### ACTIVITY
Each line of the data has to be transcribed exactly.

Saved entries
┏━━

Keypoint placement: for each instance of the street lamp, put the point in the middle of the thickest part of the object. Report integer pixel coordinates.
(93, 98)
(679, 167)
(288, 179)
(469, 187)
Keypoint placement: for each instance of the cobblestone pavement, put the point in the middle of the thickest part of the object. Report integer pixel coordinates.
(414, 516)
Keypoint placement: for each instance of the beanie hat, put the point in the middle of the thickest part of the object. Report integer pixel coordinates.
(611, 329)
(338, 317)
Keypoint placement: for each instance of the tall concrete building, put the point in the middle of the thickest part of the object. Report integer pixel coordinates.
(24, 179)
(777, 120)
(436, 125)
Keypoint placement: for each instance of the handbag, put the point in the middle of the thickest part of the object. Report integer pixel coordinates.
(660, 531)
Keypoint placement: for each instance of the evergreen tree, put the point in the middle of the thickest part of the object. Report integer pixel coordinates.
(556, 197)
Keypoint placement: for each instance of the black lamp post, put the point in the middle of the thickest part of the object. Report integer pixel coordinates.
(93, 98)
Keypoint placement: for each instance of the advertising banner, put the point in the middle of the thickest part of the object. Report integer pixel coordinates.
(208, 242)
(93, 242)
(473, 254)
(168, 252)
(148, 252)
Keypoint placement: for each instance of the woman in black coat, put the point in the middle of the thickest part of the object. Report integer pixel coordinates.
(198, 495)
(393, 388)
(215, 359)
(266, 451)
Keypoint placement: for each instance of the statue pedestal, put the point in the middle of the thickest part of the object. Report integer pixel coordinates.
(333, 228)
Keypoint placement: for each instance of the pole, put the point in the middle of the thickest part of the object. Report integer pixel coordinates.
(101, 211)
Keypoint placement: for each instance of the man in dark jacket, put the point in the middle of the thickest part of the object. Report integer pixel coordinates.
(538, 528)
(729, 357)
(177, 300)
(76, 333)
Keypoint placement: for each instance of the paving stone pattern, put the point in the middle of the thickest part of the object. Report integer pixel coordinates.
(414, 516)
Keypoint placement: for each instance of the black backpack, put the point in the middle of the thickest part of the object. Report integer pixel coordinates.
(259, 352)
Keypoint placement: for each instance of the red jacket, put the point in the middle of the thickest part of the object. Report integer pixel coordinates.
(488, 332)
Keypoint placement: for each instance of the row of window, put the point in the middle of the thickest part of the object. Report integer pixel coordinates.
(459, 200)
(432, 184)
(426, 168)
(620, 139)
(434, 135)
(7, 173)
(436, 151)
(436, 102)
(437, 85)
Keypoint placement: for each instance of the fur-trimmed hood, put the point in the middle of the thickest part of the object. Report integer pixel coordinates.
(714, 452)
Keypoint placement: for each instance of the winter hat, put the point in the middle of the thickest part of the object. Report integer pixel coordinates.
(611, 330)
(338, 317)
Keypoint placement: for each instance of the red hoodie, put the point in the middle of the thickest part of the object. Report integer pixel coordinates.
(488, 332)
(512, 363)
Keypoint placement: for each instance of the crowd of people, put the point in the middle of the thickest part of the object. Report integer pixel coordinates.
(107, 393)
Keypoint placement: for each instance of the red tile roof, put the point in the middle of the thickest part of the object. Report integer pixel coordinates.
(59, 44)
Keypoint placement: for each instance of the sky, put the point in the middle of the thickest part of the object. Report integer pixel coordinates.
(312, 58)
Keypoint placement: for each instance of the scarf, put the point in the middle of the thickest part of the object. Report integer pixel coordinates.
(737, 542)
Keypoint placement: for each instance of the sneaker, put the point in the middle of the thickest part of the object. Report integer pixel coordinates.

┗━━

### SOLUTION BELOW
Keypoint placement: for each instance of the street lamp, put the point in the middle of the thickest part of the object. Report integer pixel coordinates.
(93, 98)
(679, 167)
(288, 179)
(469, 187)
Keypoint placement: for each instance of the cobblestone pavement, put the point in the middle of the thickest part of the object. Report integer pixel coordinates.
(414, 516)
Keypoint placement: for each instance of the beanie hat, put the point in the middle of the thickest part of the object. Report integer pixel coordinates.
(611, 329)
(338, 317)
Keypoint placement: for each instance of the tall concrete building, put the point in the middle of the thickest part of the object. Report integer pixel coordinates.
(24, 179)
(777, 120)
(436, 125)
Keypoint placement: for each instance of the handbag, put the point in the middle of the thickest part of the object. Report integer pixel coordinates.
(660, 531)
Keypoint placement: for each instance of the evergreen tree, put the point in the middle of the thickest part of the object. Report integer pixel coordinates.
(556, 197)
Keypoint placement: for each instance of the black lamp post, put the point in the middle of the thickest part of the object. Report integer pixel coordinates.
(93, 98)
Keypoint placement: for each instance of the advertising banner, put the point in the middle of the thickest part of the object. Report integer pixel coordinates.
(208, 242)
(93, 242)
(473, 254)
(168, 252)
(148, 252)
Keypoint placement: for each instance of the woman in black coat, put the point in the middle of the thickest part of the object. Report integer pixel coordinates.
(198, 495)
(393, 388)
(215, 359)
(266, 451)
Keypoint placement: for each instance of the statue pedestal, put the point in the middle of the thickest part of the object. Report integer pixel coordinates.
(333, 228)
Keypoint placement: for each instance of the pole, put the point in the middle of the thickest part of the object. Report integer pixel coordinates.
(101, 211)
Keypoint placement: for each instance of the man in dark jacket, put the point in the middle of the thickest part of the object. Report integer pixel coordinates.
(538, 528)
(729, 357)
(177, 300)
(76, 333)
Keypoint placement: for each instance of the paving stone pattern, put the point in the middle of the thickest part of the object. Report integer pixel coordinates.
(414, 516)
Keypoint placement: for each instance of the black backpack, put the point in the middle of the thickest part of the object. Report integer pixel coordinates.
(259, 352)
Keypoint placement: for each instance of the red jacket, put the point in the middle of the thickest part of the object. Report integer pixel coordinates.
(488, 332)
Keypoint placement: for each instance of the row of window, put the point in the middle of the thickest part of the object. Report integer pixel coordinates.
(459, 200)
(432, 184)
(426, 168)
(620, 139)
(434, 135)
(7, 173)
(436, 151)
(436, 102)
(437, 85)
Keypoint placement: for each instance of the fur-trimmed hood, put the point in the middle of the thickest part of the object. Report integer pixel coordinates.
(714, 452)
Keypoint placement: for each instance of the winter hat, put the point in the middle of the thickest part of the object. Report integer pixel coordinates.
(611, 330)
(338, 317)
Keypoint placement: for each instance of the red hoodie, put the point in the middle of the thickest part of the object. Report integer pixel coordinates.
(488, 332)
(512, 363)
Keypoint placement: for each instance of the crowd of people, put the point in the middle of the thickest part of the object. Report integer pixel coordinates.
(107, 393)
Keypoint placement: for each instance of the red tile roof, put the point in the middle of the thickest part of the object. Report integer pixel coordinates.
(59, 44)
Keypoint placement: for each instance of the sky, put the point in the middle of the thickest part of the object. Report integer pixel coordinates.
(312, 58)
Keypoint placement: for each instance of the scarf, put the point in the middle of the thickest part of the object. Report integer pixel coordinates.
(737, 542)
Keypoint placement: for each instance of the sneaker, put the point in the middle of the thickest part of the object. Report integer pixel coordinates.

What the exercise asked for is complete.